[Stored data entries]
================================
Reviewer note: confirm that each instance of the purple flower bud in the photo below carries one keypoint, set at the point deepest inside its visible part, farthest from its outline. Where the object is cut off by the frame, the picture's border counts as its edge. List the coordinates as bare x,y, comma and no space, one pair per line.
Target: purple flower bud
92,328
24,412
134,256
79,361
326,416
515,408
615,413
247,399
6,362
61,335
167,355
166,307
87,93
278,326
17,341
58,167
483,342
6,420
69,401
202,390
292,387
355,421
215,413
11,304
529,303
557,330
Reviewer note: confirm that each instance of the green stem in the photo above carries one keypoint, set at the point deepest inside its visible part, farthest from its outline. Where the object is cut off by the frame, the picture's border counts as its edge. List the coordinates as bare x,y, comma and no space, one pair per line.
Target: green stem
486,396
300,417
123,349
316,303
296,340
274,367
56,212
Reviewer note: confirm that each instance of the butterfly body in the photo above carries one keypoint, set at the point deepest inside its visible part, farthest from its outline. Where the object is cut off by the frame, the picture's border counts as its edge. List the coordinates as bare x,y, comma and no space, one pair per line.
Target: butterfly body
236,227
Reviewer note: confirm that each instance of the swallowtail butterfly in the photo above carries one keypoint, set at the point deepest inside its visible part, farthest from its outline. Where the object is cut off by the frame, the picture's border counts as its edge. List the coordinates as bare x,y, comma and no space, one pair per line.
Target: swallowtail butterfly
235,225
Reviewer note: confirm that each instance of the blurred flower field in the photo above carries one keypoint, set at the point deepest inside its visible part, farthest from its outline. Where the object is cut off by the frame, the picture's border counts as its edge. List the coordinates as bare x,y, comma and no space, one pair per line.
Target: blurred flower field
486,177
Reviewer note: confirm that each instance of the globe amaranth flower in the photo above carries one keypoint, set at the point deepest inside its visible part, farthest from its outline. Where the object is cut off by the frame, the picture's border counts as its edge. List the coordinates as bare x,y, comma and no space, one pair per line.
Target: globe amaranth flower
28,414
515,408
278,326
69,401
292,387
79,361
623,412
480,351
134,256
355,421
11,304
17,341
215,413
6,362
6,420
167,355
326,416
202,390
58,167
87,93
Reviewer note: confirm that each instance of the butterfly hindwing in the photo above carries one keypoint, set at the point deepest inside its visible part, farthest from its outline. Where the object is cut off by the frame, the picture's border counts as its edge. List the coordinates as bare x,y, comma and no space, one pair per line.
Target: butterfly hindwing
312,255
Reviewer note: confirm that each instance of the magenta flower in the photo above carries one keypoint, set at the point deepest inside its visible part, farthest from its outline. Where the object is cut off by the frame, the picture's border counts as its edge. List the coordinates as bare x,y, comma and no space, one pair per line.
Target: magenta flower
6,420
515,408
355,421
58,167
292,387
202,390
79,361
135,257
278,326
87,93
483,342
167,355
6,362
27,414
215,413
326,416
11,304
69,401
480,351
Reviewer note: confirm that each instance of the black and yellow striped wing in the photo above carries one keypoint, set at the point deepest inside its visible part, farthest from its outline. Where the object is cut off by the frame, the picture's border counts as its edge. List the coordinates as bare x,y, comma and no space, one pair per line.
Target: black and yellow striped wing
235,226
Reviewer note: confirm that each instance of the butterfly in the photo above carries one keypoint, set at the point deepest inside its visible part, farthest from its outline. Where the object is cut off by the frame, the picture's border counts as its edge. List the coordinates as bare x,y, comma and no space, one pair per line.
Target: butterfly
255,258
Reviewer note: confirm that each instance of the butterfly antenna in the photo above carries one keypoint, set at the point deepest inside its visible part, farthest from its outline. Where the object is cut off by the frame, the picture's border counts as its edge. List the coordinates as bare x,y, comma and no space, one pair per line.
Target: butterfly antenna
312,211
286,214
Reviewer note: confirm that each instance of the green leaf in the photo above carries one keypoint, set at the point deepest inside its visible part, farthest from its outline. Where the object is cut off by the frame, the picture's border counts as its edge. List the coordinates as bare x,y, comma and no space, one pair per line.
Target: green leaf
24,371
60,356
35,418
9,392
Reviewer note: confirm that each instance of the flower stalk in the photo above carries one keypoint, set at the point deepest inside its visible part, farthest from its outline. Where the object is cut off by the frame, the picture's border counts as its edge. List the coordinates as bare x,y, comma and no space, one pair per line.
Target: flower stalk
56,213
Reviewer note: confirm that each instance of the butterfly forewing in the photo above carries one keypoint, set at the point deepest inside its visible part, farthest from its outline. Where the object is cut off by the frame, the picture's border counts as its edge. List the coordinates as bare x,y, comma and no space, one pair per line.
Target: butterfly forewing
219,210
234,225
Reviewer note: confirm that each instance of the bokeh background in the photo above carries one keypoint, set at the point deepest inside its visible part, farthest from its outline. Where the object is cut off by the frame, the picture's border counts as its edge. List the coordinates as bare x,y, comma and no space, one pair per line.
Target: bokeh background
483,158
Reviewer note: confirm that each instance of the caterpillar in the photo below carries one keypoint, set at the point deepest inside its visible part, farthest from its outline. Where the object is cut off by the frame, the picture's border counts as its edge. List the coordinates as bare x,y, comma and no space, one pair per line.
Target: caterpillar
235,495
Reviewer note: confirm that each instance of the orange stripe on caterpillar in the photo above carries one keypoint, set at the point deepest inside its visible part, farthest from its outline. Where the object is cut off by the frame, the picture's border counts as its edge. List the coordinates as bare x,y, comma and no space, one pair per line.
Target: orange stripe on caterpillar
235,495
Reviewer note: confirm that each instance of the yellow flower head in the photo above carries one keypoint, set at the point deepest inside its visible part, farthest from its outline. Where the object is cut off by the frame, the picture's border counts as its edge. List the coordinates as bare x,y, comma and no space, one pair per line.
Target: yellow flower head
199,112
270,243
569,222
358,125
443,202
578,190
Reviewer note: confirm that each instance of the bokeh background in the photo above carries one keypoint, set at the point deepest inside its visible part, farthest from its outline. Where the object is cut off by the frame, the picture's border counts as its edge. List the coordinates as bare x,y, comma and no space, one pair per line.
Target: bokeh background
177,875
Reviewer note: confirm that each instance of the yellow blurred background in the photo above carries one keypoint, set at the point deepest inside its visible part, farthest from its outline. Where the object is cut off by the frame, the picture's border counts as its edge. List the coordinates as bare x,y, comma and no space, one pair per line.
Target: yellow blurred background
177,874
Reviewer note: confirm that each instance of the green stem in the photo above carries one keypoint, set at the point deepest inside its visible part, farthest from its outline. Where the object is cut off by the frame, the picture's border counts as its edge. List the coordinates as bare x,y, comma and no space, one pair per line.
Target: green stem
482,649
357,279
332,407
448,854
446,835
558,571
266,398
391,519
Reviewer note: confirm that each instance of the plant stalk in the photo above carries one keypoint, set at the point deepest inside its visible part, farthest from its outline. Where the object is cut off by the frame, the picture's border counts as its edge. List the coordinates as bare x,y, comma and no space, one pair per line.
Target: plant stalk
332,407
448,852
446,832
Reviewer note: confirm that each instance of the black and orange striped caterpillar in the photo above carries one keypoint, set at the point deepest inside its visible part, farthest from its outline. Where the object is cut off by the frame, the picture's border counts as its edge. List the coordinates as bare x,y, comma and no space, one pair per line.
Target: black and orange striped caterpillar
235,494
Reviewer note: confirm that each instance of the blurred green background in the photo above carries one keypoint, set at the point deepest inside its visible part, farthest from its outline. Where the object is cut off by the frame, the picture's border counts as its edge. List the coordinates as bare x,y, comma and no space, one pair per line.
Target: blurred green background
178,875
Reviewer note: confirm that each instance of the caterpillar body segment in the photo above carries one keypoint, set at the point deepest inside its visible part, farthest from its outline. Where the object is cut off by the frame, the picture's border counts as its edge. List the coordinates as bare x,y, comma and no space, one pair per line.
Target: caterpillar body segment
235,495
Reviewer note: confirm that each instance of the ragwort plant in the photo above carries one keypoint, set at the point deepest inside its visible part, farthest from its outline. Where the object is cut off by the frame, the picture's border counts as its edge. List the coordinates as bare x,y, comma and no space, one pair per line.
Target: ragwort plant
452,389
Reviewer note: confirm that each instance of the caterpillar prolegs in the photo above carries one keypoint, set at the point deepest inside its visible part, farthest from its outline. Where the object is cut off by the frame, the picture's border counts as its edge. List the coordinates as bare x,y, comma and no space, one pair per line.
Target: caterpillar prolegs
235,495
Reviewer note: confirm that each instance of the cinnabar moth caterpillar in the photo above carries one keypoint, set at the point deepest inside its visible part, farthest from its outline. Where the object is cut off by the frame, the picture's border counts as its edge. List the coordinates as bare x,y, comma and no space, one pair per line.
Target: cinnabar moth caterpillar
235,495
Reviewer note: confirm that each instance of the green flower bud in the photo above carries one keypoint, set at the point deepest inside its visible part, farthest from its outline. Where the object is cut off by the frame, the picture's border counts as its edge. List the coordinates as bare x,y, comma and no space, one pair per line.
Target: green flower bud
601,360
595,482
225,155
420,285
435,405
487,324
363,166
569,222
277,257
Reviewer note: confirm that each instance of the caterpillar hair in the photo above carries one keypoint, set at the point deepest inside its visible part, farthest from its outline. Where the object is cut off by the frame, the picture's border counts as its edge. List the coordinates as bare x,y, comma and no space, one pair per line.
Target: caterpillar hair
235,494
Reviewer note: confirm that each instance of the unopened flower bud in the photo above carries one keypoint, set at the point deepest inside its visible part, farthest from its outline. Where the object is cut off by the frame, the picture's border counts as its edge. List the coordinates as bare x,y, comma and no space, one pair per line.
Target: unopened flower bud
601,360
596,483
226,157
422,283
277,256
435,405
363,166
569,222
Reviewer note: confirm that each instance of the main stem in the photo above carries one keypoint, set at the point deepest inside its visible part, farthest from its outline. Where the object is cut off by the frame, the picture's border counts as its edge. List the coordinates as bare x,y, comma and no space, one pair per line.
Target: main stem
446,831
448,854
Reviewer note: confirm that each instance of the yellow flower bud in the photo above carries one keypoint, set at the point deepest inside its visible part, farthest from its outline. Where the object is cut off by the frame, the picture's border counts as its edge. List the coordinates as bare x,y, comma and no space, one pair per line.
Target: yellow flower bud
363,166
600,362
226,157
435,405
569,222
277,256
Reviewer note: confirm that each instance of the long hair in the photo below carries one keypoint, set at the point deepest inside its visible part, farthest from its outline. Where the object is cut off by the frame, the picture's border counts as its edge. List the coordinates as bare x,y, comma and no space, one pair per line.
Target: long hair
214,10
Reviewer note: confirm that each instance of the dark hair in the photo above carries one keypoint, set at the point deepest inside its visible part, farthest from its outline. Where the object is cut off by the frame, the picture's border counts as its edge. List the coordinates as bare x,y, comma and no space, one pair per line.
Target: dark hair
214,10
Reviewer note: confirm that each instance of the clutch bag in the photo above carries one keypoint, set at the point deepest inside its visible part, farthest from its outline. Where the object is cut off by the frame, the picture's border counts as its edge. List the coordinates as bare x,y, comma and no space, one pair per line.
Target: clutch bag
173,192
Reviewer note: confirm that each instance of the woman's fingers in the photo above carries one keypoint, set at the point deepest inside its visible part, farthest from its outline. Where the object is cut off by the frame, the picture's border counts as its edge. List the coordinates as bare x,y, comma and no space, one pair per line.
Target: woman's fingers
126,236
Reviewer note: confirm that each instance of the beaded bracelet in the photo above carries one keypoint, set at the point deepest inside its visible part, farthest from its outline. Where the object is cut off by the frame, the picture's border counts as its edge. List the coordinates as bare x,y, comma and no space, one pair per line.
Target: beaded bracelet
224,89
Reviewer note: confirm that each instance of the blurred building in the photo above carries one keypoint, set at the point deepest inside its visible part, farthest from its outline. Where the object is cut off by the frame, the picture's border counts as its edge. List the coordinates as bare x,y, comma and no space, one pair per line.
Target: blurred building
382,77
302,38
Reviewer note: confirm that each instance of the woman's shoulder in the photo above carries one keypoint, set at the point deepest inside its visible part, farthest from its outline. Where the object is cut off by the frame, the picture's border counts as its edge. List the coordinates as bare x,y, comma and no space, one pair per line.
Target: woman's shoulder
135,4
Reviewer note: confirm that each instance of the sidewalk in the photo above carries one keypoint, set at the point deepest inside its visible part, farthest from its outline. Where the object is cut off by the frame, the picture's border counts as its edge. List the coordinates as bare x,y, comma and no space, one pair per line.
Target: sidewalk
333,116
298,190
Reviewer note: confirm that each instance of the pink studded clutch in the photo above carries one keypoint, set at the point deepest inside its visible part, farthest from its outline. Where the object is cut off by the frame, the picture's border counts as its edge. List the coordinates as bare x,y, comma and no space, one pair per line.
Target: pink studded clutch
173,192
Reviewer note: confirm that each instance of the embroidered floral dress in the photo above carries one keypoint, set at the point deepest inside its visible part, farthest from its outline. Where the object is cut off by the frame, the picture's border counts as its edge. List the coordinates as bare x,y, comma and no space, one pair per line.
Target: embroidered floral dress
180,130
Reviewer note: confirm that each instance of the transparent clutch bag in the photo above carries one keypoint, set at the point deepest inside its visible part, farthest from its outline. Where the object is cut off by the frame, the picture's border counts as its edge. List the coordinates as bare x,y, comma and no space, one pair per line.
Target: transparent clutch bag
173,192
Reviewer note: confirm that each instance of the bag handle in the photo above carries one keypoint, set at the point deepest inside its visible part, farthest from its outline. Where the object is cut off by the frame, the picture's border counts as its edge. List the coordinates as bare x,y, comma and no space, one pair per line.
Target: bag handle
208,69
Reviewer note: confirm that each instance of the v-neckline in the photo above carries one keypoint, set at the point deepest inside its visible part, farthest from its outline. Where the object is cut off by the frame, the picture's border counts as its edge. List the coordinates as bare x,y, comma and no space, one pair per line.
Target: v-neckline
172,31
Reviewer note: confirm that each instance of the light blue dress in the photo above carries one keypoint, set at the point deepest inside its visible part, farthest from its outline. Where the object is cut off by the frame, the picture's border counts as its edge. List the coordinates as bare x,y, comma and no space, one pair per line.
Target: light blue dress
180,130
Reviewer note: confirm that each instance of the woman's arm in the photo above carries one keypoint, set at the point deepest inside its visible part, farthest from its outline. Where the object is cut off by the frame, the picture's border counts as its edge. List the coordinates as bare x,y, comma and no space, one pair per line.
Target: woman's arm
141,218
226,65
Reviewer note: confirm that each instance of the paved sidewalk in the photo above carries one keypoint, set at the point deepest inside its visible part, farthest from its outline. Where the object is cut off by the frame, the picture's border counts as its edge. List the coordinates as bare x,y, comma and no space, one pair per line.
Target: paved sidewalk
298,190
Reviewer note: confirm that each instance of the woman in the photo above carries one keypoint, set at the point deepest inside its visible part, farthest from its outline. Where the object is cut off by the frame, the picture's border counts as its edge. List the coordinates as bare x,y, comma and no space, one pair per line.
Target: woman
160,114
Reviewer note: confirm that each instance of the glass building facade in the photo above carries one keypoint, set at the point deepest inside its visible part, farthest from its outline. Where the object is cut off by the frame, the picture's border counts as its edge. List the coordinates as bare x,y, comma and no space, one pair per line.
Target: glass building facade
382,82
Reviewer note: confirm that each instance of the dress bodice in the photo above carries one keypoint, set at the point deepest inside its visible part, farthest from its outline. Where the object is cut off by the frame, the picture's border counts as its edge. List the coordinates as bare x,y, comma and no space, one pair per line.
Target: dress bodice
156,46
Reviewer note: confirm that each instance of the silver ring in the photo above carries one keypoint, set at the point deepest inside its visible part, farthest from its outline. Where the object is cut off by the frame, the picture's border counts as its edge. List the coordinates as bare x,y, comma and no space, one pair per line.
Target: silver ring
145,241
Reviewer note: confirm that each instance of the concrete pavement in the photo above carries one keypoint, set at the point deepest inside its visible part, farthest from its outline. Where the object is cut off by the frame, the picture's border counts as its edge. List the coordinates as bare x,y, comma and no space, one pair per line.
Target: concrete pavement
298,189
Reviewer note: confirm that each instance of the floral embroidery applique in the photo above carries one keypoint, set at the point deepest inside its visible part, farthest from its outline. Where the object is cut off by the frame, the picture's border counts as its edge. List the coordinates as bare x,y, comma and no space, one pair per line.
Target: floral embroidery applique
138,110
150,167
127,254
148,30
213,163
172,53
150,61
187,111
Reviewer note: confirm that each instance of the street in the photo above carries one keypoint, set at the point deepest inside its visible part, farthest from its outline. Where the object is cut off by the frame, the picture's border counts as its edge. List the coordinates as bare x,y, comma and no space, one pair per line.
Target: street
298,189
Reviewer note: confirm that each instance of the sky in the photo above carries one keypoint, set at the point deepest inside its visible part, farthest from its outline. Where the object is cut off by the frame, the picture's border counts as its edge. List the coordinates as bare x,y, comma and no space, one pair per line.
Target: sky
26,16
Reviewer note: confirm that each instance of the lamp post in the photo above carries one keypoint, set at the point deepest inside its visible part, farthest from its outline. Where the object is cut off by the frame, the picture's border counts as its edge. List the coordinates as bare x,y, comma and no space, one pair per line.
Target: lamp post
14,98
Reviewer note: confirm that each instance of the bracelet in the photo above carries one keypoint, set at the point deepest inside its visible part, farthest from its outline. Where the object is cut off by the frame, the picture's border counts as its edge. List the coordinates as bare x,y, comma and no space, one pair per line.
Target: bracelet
================================
Report how many lines in the records above contain the word "below", giving only the number.

3